[Quoted passage]
━━━━
Venezuelan Romulo Gallegas Prize - 1977 for his novel, "Terra Nostra"
Miguel de Cervantes Prize - 1987 Spanish speaking world's highest literary honor
Prince of Asturias Award - 1994 - for literature and presented by Spain
Carlos Fuentes 1928 - 2012
One of Mexico's finest writers and one of my favorite to read, especially in college, was Carlos Fuentes Macias. He is Mexico's most distinguished celebrated writer. In fact, he was the most admired writer in the Spanish-speaking world, although sadly he never won the Nobel Prize in Literature, which I believe was a big mistake. He, did, however win many other prestigious prizes for his writings which were prolific.
Fuentes wrote short stories, plays, novels, poetry and essays during this writing career. His fiction many times told stories of tangled love. And because he spent his youth, until the age of sixteen, overseas he was able to view Latin America and Mexico itself as a critical outsider.
He wrote in almost every genre of writing including opera in which he wrote a libretto. He never wrote an autobiography feeling too much mortality if he engaged in writing one. There have been several biographies written about him and his life.
━━━━
[Extracted entries]
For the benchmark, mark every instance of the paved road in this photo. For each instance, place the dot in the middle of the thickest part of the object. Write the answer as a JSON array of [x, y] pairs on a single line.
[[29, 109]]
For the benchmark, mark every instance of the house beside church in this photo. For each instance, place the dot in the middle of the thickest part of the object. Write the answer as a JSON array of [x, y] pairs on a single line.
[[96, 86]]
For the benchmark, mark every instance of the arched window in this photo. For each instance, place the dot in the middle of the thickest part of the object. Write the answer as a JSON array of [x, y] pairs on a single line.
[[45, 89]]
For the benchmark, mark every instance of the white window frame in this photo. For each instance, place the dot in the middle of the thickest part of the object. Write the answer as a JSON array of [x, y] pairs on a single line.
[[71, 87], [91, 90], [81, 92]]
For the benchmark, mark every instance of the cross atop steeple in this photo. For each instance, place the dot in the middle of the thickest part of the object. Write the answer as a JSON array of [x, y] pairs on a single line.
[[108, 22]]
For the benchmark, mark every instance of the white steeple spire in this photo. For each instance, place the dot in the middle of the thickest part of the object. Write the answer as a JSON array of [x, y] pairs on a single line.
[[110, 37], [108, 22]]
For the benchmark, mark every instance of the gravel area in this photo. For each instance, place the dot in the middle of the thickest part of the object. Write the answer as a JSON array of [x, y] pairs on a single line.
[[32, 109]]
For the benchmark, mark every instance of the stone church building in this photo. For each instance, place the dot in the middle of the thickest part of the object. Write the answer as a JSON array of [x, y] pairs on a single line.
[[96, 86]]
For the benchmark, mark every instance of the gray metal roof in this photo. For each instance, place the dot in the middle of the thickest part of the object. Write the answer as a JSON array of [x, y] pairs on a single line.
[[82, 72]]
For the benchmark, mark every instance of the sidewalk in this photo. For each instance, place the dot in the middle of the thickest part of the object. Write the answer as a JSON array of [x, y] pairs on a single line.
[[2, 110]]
━━━━
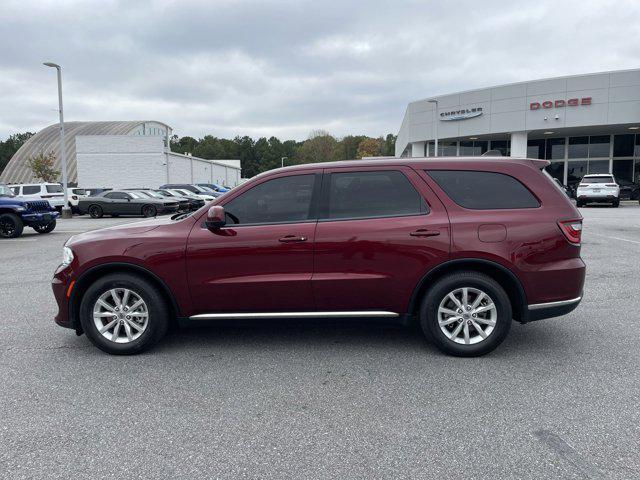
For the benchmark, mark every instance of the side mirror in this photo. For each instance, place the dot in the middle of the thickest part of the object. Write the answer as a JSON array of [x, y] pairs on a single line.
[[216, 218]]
━━━━
[To-do list]
(A) In the text on Carlos Fuentes, until what age did Fuentes spend his youth overseas?
(B) Update the Carlos Fuentes text by writing out everything from "He wrote in" down to "and his life.", with "libretto" changed to "score".

[Exercise solutions]
(A) Until the age of sixteen.

(B)
He wrote in almost every genre of writing including opera in which he wrote a score. He never wrote an autobiography feeling too much mortality if he engaged in writing one. There have been several biographies written about him and his life.